WRITTEN INSTRUCTION A:
Return the portion of the short-film post between "Locked from Morten" and "best way possible.", inclusive, copied word for word.
WRITTEN INSTRUCTION B:
Select each line of the rows below that contains the string "hooded".

====== PASSAGE SHOWN ======

Locked from Morten Furre on Vimeo.

I really had a great time working on this short film. The idea came out of one of my house mates locking his key in his car. As any good film maker, I took advantage of the hilarious situation and made it into a short film. It worked out well, because my final assignment of the year was to shoot a scene that had most focus on the dialogue. This also gave me an opportunity to practice writing dialogue in general, and shoot in a way that told the story the best way possible.

One of the great things that I learned in the process was that having good actors is key. Both of my actors, Abby and Stennar, did an amazing job of rolling with the script, taking directions where needed and bringing the crucial natural aspect into the short. Their performance ended up being golden, leaving me with an easy job for the edit.

The other thing I learned and put a lot of thought into was the lighting and time of day I choose to shoot. I didn’t want to have any extra lights or even reflectors, but only go with what I had available. So I chose to shoot in the afternoon, and also in the shade, getting that nice and soft light.

====== DATA SHOWN ======

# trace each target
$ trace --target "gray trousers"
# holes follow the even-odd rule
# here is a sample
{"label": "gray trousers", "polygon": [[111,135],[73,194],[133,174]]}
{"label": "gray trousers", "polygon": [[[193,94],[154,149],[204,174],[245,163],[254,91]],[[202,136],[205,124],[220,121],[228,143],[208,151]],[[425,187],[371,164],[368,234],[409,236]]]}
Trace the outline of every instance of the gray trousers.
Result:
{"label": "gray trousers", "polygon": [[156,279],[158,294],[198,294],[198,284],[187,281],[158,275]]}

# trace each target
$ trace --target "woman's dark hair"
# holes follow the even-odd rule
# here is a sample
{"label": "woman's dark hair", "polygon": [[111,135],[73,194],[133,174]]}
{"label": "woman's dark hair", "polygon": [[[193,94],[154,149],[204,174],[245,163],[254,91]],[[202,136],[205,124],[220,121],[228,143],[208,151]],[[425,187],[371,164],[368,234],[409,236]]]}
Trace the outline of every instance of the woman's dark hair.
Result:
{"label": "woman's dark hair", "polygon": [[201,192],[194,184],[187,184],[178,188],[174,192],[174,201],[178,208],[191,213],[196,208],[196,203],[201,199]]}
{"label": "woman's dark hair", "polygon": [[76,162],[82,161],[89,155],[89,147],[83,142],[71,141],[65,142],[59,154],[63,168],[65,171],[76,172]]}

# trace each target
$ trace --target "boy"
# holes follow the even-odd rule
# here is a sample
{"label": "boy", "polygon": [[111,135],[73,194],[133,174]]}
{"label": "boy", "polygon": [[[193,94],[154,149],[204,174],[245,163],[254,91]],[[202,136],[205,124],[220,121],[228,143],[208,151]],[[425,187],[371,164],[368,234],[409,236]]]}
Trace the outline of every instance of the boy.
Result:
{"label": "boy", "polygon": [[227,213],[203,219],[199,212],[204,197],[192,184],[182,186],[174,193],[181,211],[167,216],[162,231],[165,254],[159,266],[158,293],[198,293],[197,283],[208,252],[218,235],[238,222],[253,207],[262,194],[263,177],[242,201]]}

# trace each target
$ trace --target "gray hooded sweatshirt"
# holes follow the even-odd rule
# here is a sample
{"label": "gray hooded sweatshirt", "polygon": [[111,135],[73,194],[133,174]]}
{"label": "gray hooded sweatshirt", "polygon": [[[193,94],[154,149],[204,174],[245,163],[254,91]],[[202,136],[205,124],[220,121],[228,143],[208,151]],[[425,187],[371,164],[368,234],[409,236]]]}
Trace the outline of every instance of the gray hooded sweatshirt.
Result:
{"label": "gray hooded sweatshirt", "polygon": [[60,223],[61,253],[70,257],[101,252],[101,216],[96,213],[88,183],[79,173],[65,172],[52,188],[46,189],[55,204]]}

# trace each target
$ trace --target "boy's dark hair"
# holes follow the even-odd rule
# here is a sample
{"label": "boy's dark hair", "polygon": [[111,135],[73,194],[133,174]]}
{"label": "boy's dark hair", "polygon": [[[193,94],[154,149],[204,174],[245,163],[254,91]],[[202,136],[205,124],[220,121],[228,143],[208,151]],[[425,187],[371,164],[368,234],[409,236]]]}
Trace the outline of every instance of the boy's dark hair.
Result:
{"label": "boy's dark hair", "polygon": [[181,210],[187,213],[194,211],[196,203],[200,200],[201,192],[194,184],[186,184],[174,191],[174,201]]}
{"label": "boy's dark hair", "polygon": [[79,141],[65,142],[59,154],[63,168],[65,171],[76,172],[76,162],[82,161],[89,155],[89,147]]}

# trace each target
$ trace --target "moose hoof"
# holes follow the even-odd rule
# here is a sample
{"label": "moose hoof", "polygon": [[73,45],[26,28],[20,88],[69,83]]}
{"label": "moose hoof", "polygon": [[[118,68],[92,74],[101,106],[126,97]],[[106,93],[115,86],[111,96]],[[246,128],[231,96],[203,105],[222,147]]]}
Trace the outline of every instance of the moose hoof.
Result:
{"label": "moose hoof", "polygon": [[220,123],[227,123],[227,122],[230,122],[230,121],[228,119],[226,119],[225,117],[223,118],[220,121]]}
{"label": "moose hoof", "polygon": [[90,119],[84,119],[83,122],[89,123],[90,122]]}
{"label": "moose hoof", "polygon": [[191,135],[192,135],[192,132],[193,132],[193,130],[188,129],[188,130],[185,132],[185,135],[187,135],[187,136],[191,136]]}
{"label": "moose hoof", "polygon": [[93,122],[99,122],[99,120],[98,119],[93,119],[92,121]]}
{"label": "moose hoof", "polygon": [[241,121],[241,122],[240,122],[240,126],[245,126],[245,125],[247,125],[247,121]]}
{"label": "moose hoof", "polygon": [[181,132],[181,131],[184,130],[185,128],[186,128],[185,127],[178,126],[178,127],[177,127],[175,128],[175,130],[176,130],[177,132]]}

======

FINISHED ANSWER A:
Locked from Morten Furre on Vimeo.

I really had a great time working on this short film. The idea came out of one of my house mates locking his key in his car. As any good film maker, I took advantage of the hilarious situation and made it into a short film. It worked out well, because my final assignment of the year was to shoot a scene that had most focus on the dialogue. This also gave me an opportunity to practice writing dialogue in general, and shoot in a way that told the story the best way possible.

FINISHED ANSWER B:
$ trace --target "gray hooded sweatshirt"
{"label": "gray hooded sweatshirt", "polygon": [[111,135],[73,194],[133,174]]}
{"label": "gray hooded sweatshirt", "polygon": [[[193,94],[154,149],[204,174],[245,163],[254,91]],[[202,136],[205,124],[220,121],[228,143],[208,151]],[[425,187],[371,164],[368,234],[409,236]]]}
Trace the outline of every instance of the gray hooded sweatshirt.
{"label": "gray hooded sweatshirt", "polygon": [[60,223],[61,253],[70,257],[101,252],[101,216],[96,213],[88,183],[79,173],[65,172],[52,188],[46,189],[55,204]]}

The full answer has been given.